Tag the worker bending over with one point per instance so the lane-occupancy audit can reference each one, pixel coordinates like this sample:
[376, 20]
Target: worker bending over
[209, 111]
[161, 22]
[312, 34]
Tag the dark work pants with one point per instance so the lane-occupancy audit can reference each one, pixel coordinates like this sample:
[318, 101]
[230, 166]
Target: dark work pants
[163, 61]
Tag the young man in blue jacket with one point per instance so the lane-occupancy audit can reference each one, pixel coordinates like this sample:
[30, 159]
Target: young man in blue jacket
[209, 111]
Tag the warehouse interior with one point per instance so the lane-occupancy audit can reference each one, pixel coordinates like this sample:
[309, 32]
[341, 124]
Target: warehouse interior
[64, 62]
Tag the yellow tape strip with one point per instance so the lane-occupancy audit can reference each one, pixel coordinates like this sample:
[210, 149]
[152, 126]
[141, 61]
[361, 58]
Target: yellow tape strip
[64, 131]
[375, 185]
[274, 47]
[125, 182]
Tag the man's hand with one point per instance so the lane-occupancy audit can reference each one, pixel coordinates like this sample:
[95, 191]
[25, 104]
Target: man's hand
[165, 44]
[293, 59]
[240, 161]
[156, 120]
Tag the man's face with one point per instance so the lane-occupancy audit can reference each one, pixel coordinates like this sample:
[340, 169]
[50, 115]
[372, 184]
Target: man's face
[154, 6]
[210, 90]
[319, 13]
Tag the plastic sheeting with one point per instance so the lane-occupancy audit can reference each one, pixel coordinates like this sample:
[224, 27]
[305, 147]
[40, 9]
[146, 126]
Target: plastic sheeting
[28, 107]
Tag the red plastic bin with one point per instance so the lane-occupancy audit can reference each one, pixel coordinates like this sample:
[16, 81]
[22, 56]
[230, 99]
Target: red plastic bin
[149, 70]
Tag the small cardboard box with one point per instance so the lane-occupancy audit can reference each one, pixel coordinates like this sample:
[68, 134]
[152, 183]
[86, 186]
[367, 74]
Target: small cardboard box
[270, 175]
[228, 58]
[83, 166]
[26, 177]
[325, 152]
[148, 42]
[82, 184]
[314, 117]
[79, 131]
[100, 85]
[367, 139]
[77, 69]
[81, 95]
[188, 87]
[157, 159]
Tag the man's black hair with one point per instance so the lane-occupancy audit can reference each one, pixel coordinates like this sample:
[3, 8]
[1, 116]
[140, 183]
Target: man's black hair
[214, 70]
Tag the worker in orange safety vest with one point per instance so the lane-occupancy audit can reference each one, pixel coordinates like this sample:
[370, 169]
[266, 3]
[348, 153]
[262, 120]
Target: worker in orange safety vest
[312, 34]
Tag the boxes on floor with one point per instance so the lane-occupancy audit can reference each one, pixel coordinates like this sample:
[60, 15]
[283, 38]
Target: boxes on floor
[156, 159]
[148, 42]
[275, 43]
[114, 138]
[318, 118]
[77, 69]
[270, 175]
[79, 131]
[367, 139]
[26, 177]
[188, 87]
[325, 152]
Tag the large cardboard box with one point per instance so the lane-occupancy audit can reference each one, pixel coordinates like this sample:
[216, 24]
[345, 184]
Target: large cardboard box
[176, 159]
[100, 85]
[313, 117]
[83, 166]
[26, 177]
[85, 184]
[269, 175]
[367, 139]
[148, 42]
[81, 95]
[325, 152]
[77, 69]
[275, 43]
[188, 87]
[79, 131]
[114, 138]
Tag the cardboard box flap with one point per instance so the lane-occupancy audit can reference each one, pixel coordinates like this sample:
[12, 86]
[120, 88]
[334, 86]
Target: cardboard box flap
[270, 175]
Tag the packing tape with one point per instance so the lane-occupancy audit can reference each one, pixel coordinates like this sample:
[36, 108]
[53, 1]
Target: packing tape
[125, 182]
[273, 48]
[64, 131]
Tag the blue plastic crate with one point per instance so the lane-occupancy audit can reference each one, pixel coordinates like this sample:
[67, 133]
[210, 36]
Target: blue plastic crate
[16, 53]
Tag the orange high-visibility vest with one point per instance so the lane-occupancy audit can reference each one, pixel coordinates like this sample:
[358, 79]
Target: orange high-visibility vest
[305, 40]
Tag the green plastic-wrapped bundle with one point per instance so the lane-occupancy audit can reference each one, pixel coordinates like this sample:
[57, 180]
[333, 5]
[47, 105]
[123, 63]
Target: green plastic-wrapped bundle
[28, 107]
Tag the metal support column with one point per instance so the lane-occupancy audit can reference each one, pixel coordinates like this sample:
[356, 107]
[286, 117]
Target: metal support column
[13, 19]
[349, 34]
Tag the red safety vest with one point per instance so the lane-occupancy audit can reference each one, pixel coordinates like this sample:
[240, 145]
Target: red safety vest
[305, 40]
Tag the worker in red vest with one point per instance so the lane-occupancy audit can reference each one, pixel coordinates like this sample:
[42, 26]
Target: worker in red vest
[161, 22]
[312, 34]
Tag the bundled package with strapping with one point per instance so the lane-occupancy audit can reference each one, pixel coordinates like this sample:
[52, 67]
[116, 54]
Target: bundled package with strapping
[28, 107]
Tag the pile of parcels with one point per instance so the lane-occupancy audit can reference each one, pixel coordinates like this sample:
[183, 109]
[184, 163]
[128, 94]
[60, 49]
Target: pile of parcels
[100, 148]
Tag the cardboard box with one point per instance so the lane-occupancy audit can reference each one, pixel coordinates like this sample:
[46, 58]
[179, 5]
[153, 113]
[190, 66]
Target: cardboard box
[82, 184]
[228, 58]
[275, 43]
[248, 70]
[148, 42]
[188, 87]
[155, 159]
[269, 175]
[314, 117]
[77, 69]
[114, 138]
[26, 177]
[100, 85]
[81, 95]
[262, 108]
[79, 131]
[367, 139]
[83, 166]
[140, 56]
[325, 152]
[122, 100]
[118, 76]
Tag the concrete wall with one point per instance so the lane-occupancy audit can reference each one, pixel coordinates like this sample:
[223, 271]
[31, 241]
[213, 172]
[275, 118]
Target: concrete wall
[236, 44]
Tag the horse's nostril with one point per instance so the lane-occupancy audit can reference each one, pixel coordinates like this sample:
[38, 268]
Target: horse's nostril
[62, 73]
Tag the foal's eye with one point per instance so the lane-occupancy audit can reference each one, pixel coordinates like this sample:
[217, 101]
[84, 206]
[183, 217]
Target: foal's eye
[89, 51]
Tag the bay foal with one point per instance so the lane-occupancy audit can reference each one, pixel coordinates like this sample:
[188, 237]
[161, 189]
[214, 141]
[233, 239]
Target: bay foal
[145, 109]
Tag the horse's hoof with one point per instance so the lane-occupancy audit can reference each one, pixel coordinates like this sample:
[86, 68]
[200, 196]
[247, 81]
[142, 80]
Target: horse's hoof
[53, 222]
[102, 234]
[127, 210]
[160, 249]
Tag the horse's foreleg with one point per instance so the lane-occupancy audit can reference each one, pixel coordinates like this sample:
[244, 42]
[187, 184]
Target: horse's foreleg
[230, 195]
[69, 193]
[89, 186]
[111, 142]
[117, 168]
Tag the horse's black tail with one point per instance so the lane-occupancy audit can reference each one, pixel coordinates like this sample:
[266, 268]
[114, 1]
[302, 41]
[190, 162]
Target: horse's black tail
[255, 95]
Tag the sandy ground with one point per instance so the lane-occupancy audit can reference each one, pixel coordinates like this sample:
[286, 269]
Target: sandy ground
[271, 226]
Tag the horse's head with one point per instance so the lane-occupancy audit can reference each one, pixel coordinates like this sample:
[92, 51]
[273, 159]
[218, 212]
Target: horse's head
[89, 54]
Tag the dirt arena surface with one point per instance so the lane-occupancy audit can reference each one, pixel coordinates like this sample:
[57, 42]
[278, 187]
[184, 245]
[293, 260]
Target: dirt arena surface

## What the task requires
The full listing above is to be transcribed exactly.

## Expected answer
Tag the worker bending over with one point per instance so the lane-occupancy audit can reference each one, pixel coordinates like this sample:
[376, 20]
Target: worker bending over
[209, 111]
[161, 22]
[312, 34]
Tag the dark work pants with one point per instance so the lane-occupancy audit can reference each one, pixel coordinates like this sample:
[318, 101]
[230, 166]
Target: dark work pants
[163, 61]
Tag the young man in blue jacket with one point per instance so the lane-occupancy audit can reference each one, pixel coordinates like this sample:
[30, 159]
Target: young man in blue jacket
[209, 111]
Tag the warehouse interior with one point per instance so the lane-occupancy audit can reference each one, pixel coordinates like this sample:
[309, 32]
[341, 124]
Target: warehouse interior
[64, 62]
Tag the yellow tape strip with one point per instance so the lane-occupancy audit can reference each one, pixel coordinates like this sample:
[210, 149]
[152, 126]
[141, 61]
[361, 58]
Target: yellow tape strip
[64, 131]
[375, 185]
[274, 47]
[125, 182]
Tag the man's hand with one point per instance so the lane-occupancy audit can reference each one, pixel coordinates like this sample:
[95, 191]
[25, 104]
Target: man's hand
[165, 44]
[293, 59]
[240, 161]
[156, 120]
Tag the man's face with one point per instance so the lane-occupancy audit can reference each one, pixel coordinates like this sample:
[340, 169]
[50, 115]
[372, 184]
Target: man's face
[154, 6]
[210, 90]
[319, 13]
Tag the plastic sheeting with one point per instance so the lane-occupancy audit can reference each one, pixel coordinates like this sample:
[224, 27]
[305, 147]
[40, 9]
[146, 126]
Target: plastic sheeting
[28, 107]
Tag the red plastic bin with one point per instance so the lane-occupancy audit can reference each one, pixel coordinates like this sample:
[16, 81]
[22, 56]
[230, 99]
Target: red plastic bin
[149, 70]
Tag the small cardboard box with one point per instance so the lane-occupancy audit can reference each one, pixel coordinates like this sample:
[68, 134]
[152, 183]
[86, 186]
[367, 74]
Target: small cardboard box
[270, 175]
[228, 58]
[83, 166]
[26, 177]
[325, 152]
[148, 42]
[82, 184]
[314, 117]
[79, 131]
[100, 85]
[367, 139]
[77, 69]
[81, 95]
[188, 87]
[157, 159]
Tag the man's black hair with one point per instance so the lane-occupancy audit can reference each one, pixel coordinates like this sample:
[3, 8]
[1, 116]
[140, 183]
Target: man's black hair
[214, 70]
Tag the worker in orange safety vest with one point per instance so the lane-occupancy audit can reference each one, pixel coordinates like this sample:
[370, 169]
[266, 3]
[348, 153]
[262, 120]
Target: worker in orange safety vest
[312, 34]
Tag the boxes on floor with one point per instance so the lane-occupancy audit can reference each one, pixel coordinates like this sample:
[60, 15]
[283, 38]
Target: boxes on floor
[156, 159]
[148, 42]
[275, 43]
[114, 138]
[318, 118]
[77, 69]
[270, 175]
[79, 131]
[367, 139]
[26, 177]
[188, 87]
[325, 152]
Tag the large cardboard box with one point per instance so the lane-occupancy audit can reference each one, pixel coordinates like this sample:
[216, 24]
[345, 184]
Target: large cardboard box
[176, 159]
[100, 85]
[313, 117]
[83, 166]
[26, 177]
[85, 184]
[269, 175]
[367, 139]
[148, 42]
[81, 95]
[325, 152]
[77, 69]
[275, 43]
[188, 87]
[79, 131]
[114, 138]
Tag the cardboard box flap with one point per instance so the lane-occupancy audit can reference each one, pixel coordinates like this sample:
[12, 86]
[120, 88]
[334, 86]
Target: cardboard box flap
[270, 175]
Tag the packing tape with one point per instance so the lane-occupancy audit can reference each one, pixel coordinates like this sample:
[36, 108]
[53, 1]
Target: packing tape
[125, 182]
[273, 48]
[64, 131]
Tag the blue plastic crate with one point per instance so the lane-occupancy audit can reference each one, pixel coordinates like this sample:
[67, 133]
[210, 36]
Target: blue plastic crate
[16, 53]
Tag the orange high-visibility vest with one point per instance so the lane-occupancy audit can reference each one, pixel coordinates like this sample:
[358, 79]
Target: orange high-visibility vest
[305, 40]
Tag the green plastic-wrapped bundle with one point per instance so the lane-occupancy audit can reference each one, pixel coordinates like this sample:
[57, 180]
[333, 5]
[47, 105]
[123, 63]
Target: green plastic-wrapped bundle
[28, 107]
Tag the metal support column with one point per instance so the lane-occupancy audit can reference each one, pixel coordinates like this sample:
[356, 107]
[286, 117]
Target: metal support column
[13, 19]
[349, 34]
Tag the red safety vest with one point per instance so the lane-occupancy audit can reference each one, pixel coordinates like this sample:
[240, 145]
Target: red safety vest
[305, 40]
Tag the worker in red vest with one point per instance so the lane-occupancy audit can reference each one, pixel coordinates like this sample:
[42, 26]
Target: worker in red vest
[161, 22]
[312, 34]
Tag the bundled package with strapping with one point per instance so the lane-occupancy audit can reference each one, pixel coordinates like this sample:
[52, 67]
[116, 54]
Target: bundled package with strapping
[28, 107]
Tag the pile of parcels with one point per instance so the lane-occupancy audit can reference each one, pixel coordinates like this sample:
[183, 109]
[184, 163]
[128, 94]
[60, 49]
Target: pile of parcels
[100, 148]
Tag the cardboard box with one point per instance so the lane-occupancy audit can reference each one, pixel coordinates like this sample:
[46, 58]
[179, 5]
[153, 113]
[190, 66]
Target: cardboard box
[82, 184]
[228, 58]
[275, 43]
[248, 70]
[148, 42]
[188, 87]
[155, 159]
[269, 175]
[314, 117]
[77, 69]
[114, 138]
[26, 177]
[100, 85]
[81, 95]
[262, 108]
[79, 131]
[367, 139]
[83, 166]
[140, 56]
[325, 152]
[122, 100]
[118, 76]
Tag the concrete wall with one point per instance so the lane-occupancy audit can reference each one, pixel coordinates like this sample:
[223, 271]
[31, 241]
[213, 172]
[275, 118]
Target: concrete wall
[236, 44]
Tag the horse's nostril with one point per instance so the lane-occupancy audit can reference each one, pixel coordinates like this sample:
[38, 268]
Target: horse's nostril
[62, 73]
Tag the foal's eye with one point per instance so the lane-occupancy audit can reference each one, pixel coordinates like this sample:
[217, 101]
[84, 206]
[183, 217]
Target: foal's eye
[89, 51]
Tag the bay foal with one point per instance so the lane-occupancy audit can reference each one, pixel coordinates like this sample:
[188, 237]
[161, 189]
[214, 141]
[233, 239]
Target: bay foal
[145, 109]
Tag the horse's hoof with one point per instance so the lane-occupancy audit can reference each one, pixel coordinates like this sample:
[86, 68]
[200, 196]
[247, 81]
[142, 80]
Target: horse's hoof
[53, 222]
[102, 234]
[127, 210]
[160, 249]
Tag the horse's foreleg with one point per instance so the lane-occupancy audit can reference each one, pixel coordinates like this sample:
[244, 42]
[187, 184]
Target: horse's foreleg
[230, 195]
[69, 193]
[89, 186]
[111, 142]
[117, 168]
Tag the horse's black tail with one point per instance so the lane-occupancy audit can reference each one, pixel coordinates like this sample:
[266, 268]
[114, 1]
[302, 41]
[190, 162]
Target: horse's black tail
[255, 95]
Tag the sandy ground with one point per instance so the lane-occupancy audit can reference each one, pixel coordinates like this sample:
[286, 269]
Target: sandy ground
[271, 226]
Tag the horse's head with one point per instance so the lane-occupancy audit can reference each one, pixel coordinates like this sample:
[92, 51]
[273, 159]
[218, 212]
Target: horse's head
[89, 54]
Tag the dirt arena surface with one point per instance so the lane-occupancy audit can reference each one, pixel coordinates like this sample:
[57, 42]
[278, 187]
[184, 245]
[293, 260]
Target: dirt arena surface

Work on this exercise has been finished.